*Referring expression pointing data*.
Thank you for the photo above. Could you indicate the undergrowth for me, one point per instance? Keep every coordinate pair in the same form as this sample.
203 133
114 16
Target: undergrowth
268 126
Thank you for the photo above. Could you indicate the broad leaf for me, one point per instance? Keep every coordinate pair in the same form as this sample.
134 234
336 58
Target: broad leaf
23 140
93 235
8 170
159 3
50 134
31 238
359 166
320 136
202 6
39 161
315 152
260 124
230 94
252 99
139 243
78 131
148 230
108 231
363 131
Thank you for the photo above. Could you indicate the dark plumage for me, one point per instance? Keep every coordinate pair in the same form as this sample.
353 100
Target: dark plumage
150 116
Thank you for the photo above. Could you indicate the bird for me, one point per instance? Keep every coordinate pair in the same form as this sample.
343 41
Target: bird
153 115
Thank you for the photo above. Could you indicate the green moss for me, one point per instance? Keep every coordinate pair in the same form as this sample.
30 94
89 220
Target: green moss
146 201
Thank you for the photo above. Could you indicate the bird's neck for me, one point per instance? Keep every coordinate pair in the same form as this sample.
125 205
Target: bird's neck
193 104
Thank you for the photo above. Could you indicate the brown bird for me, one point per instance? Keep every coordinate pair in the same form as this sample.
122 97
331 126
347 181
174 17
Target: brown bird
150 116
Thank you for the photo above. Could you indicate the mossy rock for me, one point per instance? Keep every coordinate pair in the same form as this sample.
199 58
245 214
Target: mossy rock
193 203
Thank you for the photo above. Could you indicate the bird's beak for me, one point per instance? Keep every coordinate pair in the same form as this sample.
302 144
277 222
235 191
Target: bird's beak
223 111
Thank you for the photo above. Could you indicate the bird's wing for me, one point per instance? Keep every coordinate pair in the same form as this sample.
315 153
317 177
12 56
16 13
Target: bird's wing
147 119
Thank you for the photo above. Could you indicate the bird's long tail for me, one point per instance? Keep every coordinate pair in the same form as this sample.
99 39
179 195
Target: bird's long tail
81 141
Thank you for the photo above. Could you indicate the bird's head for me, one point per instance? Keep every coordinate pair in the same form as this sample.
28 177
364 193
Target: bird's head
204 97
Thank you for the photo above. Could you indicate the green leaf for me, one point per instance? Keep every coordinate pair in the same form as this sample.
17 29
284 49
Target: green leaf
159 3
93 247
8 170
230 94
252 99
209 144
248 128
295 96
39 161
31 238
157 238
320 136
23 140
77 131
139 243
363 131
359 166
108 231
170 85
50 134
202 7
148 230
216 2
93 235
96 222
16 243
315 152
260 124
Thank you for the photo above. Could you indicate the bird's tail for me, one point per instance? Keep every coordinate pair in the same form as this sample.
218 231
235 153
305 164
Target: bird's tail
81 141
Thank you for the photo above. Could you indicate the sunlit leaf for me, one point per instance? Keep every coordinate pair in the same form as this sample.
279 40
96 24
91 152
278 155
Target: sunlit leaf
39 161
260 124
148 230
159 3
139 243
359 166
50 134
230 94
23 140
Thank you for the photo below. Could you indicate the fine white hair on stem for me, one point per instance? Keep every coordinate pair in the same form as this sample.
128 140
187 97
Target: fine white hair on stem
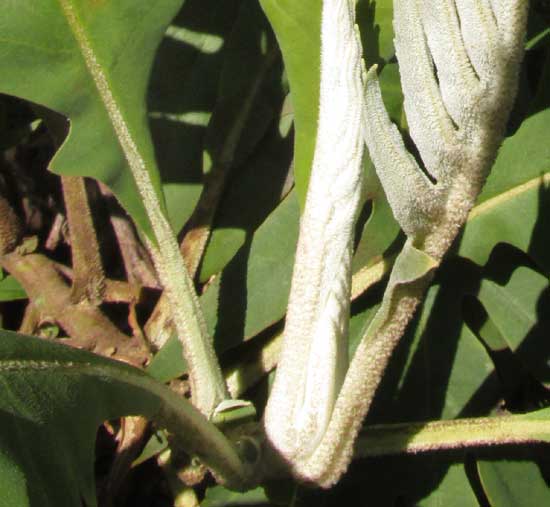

*Problem to solve*. Write every line of the data out again exactly, leaving out all images.

*Written reply*.
Thank you for the photo above. Could you indicate the undergrowth for me, one point per instance? Keep every coordinate pair in the same form as this sample.
203 133
114 16
Target: undergrowth
268 126
Thank you for the photo above. Could you indicate the broad leaf for me, one point per instance? Keep every coordinate pair in the same form as this sample.
134 234
336 58
Target: broad leaf
23 140
93 235
8 170
159 3
50 134
31 238
359 166
320 136
202 6
39 161
315 152
260 124
230 94
252 99
139 243
78 131
148 230
108 231
363 131
Thank you for the photo above. Could you indicate the dark plumage for me, one point per instance? Keep every coordinate pair in the same form as this sample.
353 100
Target: dark plumage
150 116
Thank you for the photo above. Could you indicate the bird for me, one point per instance? Keep every coordinate pair in the same form as this sample.
343 41
Target: bird
153 115
Thank you for the photo above. Could you indicate the green moss for me, one point per instance? Keep every coordinate pair in the same form as this sample.
30 94
89 220
Target: green moss
146 201
Thank you for the photo above. Could you indicate the bird's neck for me, one point per instance? Keep every coordinate pair in the same form as this sample.
125 205
Target: bird's neck
193 104
Thank you for the photo above. Could you indicate the brown bird for me, one point per instance? Keep every coordinate pair in the same form as this sample.
122 97
331 126
347 181
174 17
Target: brown bird
150 116
Thank you for the photo above. Could you indicate the mossy rock for me, one point per instance? Keep every coordinate pair in the same form as this sample.
199 58
245 214
Target: mossy rock
193 203
Thank you for the photo above. Could you indicate the bird's beak for me, one point per instance? Keep every coordinate pair in the same form as this sample.
302 144
277 222
235 191
Target: bird's beak
223 111
Thank you for the photo above. Could you indicate the bird's wing for me, one point per instance? Keep every coordinate pair in the same form as this sample.
315 153
317 177
12 56
16 13
Target: bird's wing
147 119
Thank you for the photo above. Could you indicate the bird's long tail for me, one point per instance? Keep every coordinate pair in the same form as this sample.
99 39
179 195
Target: bird's long tail
81 141
Thank you for the photo above. Could you indicate the bird's head for me, one point per instance? Keep every coordinate pair in the same form as this sample.
28 177
364 193
Target: bird's head
204 97
Thank you for the photo above. Could you indicate the green leaf for me, one point per instance? Keep every coordinate pair in the same form as this sample.
17 29
284 49
Target: green leaf
159 3
93 247
8 170
230 94
252 99
209 144
248 128
295 96
39 161
31 238
157 238
320 136
23 140
77 131
139 243
363 131
359 166
108 231
170 85
50 134
202 7
148 230
216 2
93 235
96 222
16 243
315 152
260 124
Thank you for the photo above. Could you indicate the bird's tail for me, one point per instance? Keep every coordinate pair in the same form as this sample.
218 231
235 153
305 164
Target: bird's tail
81 141
Thank you for the photo above. Could you indicate the sunlit leaf for me, one point per instance? Keep every coordinate pair in the same form as this sample.
279 40
96 24
91 152
278 155
Target: sunlit leaf
39 161
260 124
148 230
159 3
139 243
359 166
50 134
230 94
23 140
Thank you for the photo below. Could you indicate the fine white hair on stem for me, one point per instance? Keep every coordinate pair in the same form as this sample.
128 140
187 97
Target: fine white hair on stem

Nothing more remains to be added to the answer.